## start Input rows
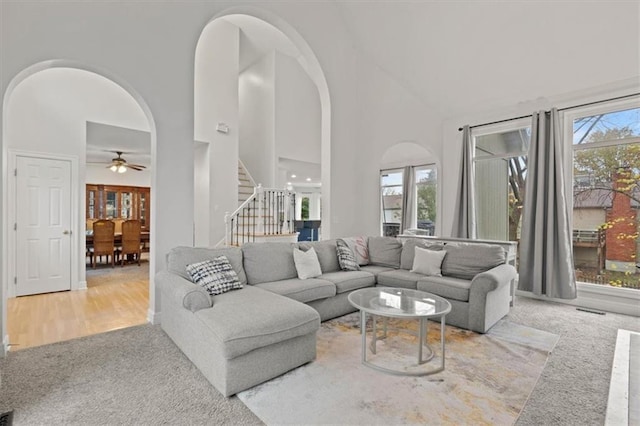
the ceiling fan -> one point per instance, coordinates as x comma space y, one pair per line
120, 165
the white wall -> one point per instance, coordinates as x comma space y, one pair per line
201, 194
297, 112
257, 134
216, 101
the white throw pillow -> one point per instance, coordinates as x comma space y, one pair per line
360, 249
428, 262
307, 263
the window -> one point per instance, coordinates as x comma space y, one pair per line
421, 194
304, 213
500, 160
606, 193
426, 181
391, 196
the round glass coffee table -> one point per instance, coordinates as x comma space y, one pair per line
390, 302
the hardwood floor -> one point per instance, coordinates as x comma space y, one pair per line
115, 298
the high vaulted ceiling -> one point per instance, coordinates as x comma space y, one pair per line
462, 57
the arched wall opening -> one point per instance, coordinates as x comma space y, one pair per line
224, 78
409, 179
69, 141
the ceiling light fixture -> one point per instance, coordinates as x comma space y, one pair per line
118, 168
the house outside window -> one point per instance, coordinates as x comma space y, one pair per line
605, 141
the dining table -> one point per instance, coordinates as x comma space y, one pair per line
117, 239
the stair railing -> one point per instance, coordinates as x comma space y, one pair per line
268, 211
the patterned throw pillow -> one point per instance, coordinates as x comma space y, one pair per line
346, 258
214, 275
358, 246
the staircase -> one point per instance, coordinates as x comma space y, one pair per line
264, 214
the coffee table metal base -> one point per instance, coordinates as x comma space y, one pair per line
422, 345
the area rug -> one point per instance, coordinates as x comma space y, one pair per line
487, 378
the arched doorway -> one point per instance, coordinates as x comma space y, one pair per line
31, 125
229, 128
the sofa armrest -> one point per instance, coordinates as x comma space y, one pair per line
492, 279
489, 297
183, 292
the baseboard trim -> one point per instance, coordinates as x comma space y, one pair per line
604, 298
153, 317
5, 345
618, 402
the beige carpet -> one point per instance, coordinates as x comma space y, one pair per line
487, 379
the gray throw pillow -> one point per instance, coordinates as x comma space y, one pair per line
307, 263
346, 258
465, 260
214, 275
385, 251
409, 249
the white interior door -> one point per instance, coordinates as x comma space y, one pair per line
43, 225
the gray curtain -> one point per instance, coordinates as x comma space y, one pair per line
464, 220
408, 195
546, 256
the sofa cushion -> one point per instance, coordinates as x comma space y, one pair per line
179, 257
375, 269
214, 275
399, 278
346, 257
447, 287
385, 251
326, 252
266, 262
408, 250
360, 249
252, 318
350, 280
306, 263
466, 260
301, 290
428, 262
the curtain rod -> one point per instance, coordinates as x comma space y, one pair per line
559, 109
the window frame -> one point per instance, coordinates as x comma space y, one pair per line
568, 117
489, 129
381, 210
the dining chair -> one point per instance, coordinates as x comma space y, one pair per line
131, 243
103, 241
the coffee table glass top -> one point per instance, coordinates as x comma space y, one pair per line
399, 302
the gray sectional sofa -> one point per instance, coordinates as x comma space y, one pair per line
244, 337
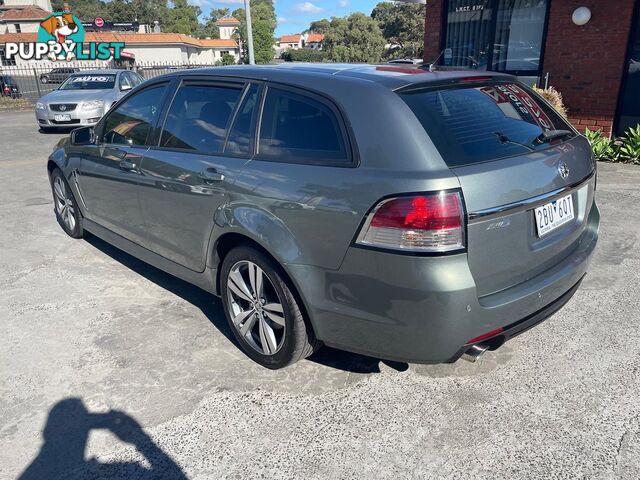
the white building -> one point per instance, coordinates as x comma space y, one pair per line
158, 48
290, 41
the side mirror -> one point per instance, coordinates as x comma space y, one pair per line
82, 136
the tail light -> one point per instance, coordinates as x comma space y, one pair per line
424, 223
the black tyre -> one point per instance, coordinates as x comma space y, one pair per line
65, 205
262, 311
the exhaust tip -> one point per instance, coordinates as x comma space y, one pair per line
474, 352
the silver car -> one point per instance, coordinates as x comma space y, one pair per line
402, 214
84, 98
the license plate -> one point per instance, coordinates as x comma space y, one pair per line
554, 214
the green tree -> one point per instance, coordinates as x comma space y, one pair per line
319, 26
85, 10
120, 11
181, 18
263, 18
356, 38
402, 25
209, 27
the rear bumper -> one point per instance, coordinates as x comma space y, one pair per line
426, 309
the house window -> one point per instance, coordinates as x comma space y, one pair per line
496, 35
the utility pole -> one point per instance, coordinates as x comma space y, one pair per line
247, 10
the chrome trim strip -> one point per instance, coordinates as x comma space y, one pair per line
528, 204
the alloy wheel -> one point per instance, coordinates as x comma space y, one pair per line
64, 203
255, 307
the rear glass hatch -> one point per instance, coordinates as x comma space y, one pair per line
516, 159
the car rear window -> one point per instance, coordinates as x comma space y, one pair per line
479, 123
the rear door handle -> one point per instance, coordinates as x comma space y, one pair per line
210, 175
128, 165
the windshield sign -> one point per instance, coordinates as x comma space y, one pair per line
89, 82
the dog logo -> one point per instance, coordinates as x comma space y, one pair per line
63, 29
61, 37
60, 26
563, 170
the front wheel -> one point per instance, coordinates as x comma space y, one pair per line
262, 311
65, 205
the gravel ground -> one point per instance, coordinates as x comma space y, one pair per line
110, 368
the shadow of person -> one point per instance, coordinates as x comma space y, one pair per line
62, 454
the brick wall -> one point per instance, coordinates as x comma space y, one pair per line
432, 29
586, 63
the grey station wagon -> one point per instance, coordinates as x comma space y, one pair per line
403, 214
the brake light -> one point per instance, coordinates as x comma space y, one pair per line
422, 223
477, 78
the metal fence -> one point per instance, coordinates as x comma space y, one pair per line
34, 81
## end Input rows
* **Challenge**
Rewrite the listing above with every "one point per instance" changed to "a single point for each instance" and all other text left unchanged. Omit the pictures from your answer.

* **Task result**
the ceiling fan -> a single point for each instance, coordinates as x comma space y, one pair per line
120, 165
the white wall -> a single point for each instance, coordinates as x comma space y, one pair per line
201, 194
297, 112
257, 134
216, 101
the white throw pillow -> a single point for each instance, coordinates as x comma space y, one pair per line
360, 249
428, 262
307, 263
the window -> a single point for each instance, coordinates as x comma space y, one pair per line
421, 194
304, 213
500, 160
606, 193
426, 181
391, 196
the round glass coffee table -> a single point for each instance, coordinates as x comma space y, one pair per line
390, 302
the hardwood floor -> a single point for each instance, coordinates as x comma space y, one pair per line
115, 298
the high vaulted ceiling -> a single point for each instance, coordinates as x comma space y, one pair per line
462, 57
the arched wall opening -> a single point for each instance, coordinates as x comma space y, one pair per line
224, 78
409, 179
69, 141
the ceiling light fixture -> a single point for each instance, coordinates as x comma space y, one pair per line
118, 168
the house outside window -> a single point for each instance, coordinates as x comma space y, one pair per line
605, 141
the dining table -> a single point for each instance, coordinates as x comma space y, one pair per line
117, 239
the stair railing -> a single point for each instance, coordinates as x comma space y, one pair per line
268, 211
the patterned throw pillow -> a single point for each instance, coordinates as x comma space y, one pair per line
346, 258
214, 275
358, 246
the staircase -> a single point for each instance, coordinates as x comma space y, one pair per line
264, 214
the coffee table metal base -> a single point for each instance, coordinates as x comma space y, one pair per line
422, 345
the area rug -> a single point for each instance, coordinates as x comma space y, one pair per line
487, 378
the arched doorway -> a single point for each instance, coordinates as x comma space y, one pair per line
31, 125
229, 128
the sofa armrest -> a single point for each instance, coordinates as x comma space y, one pair per line
492, 279
489, 297
183, 292
the baseboard trim -> a single point for each instance, coordinates as x comma space y, one pair per line
604, 298
153, 317
5, 345
618, 402
the beige carpet -> a single point for each instance, coordinates as x comma space y, one pair per line
487, 379
the gray throw pillow -> a single point for each instance, coordinates as x comma space y, one pair per line
307, 263
346, 258
465, 260
214, 275
385, 251
409, 249
the white interior door -> a single point for each instance, coordinates as x comma space y, one pair per line
43, 225
the gray curtain -> a single point for each instance, coordinates as x comma space y, one pair per line
464, 220
408, 195
546, 256
the sofa cushion -> a single point for each instance, coordinates as x comma space y, one pair per line
179, 257
375, 269
214, 275
399, 278
346, 257
447, 287
385, 251
326, 252
266, 262
408, 250
360, 249
252, 318
350, 280
306, 263
466, 260
301, 290
428, 262
the curtain rod -> a single point for each instance, coordinates as x comma space y, one pair per line
559, 109
the window frame -> a single point for each instance, coordinates as x comma space y, one pair per line
568, 117
489, 129
381, 210
the dining chair -> a single point for each instance, coordinates as x comma space y, one pair per line
131, 243
103, 241
the coffee table glass top -> a single point for each instance, coordinates as x comma space y, one pair per line
399, 302
the gray sectional sofa -> a single point for each instance, coordinates as x comma space y, one pair per line
244, 337
the white building -> a single point for each instance, coordinates as x comma space y, one pair per line
158, 48
290, 41
the side mirror -> a single point for each instance, coordinates as x comma space y, one pair per line
82, 136
the tail light -> a single point for each instance, coordinates as x comma space y, one pair per line
424, 223
the black tyre -> a single point for each instance, coordinates as x comma space y, one pair per line
65, 205
262, 311
the exhaust tip -> a single point for each instance, coordinates as x comma space y, one pair per line
474, 352
the silver car -> a single point for each instance, coordinates as x comma space y, one pair per line
402, 214
84, 98
the license plate -> a single point for each instance, coordinates as x comma space y, one pair per line
554, 214
the green tree -> a single point for each instance, coordinates as x comma space y, one pair per line
319, 26
85, 10
120, 11
181, 18
263, 18
356, 38
402, 25
209, 27
the rear bumper -> a single point for each instance, coordinates as x comma space y, one pair per line
426, 309
the house window -> a single point for each instance, coordinates as x comma space y, one pair per line
496, 35
the utility pole -> a single point for each instance, coordinates as x comma space y, one pair per line
247, 10
the chrome trim strip -> a single point for each instance, coordinates as x comma space y, one pair per line
528, 204
the alloy wheel -> a single point for each instance, coordinates as x comma space y, one pair per line
64, 203
255, 307
the rear glass hatch -> a single point for each instance, coordinates as x comma space y, one pair per line
516, 159
the car rear window -> a single point for each instance, coordinates as x comma space y, one pair per line
479, 123
the rear door handle -> a single point for each instance, coordinates as x comma space y, one pair per line
210, 175
128, 165
the windshield sign -> a single point for each instance, coordinates as x comma space y, one pair per line
89, 82
the dog logo -> a single point for each instance, coordinates as x comma space y, one pair per line
63, 29
61, 37
60, 26
563, 170
the front wheel -> a single point for each instance, coordinates as x comma space y, one pair per line
262, 311
65, 205
the gravel ground -> a single point for each instance, coordinates as x comma space y, one pair per line
110, 368
the shadow of person -> a single point for each instance, coordinates as x comma space y, one pair per line
62, 454
the brick wall -> a single point for each instance, coordinates as x comma space y, one pair per line
432, 29
586, 63
the grey station wagon -> a single point for each instance, coordinates as x comma space y, one pair per line
403, 214
the brake light -> a single point for each instance, coordinates as x comma space y, one pair per line
422, 223
477, 78
the metal fence -> a single point for each instance, coordinates as x comma space y, one pair per line
34, 81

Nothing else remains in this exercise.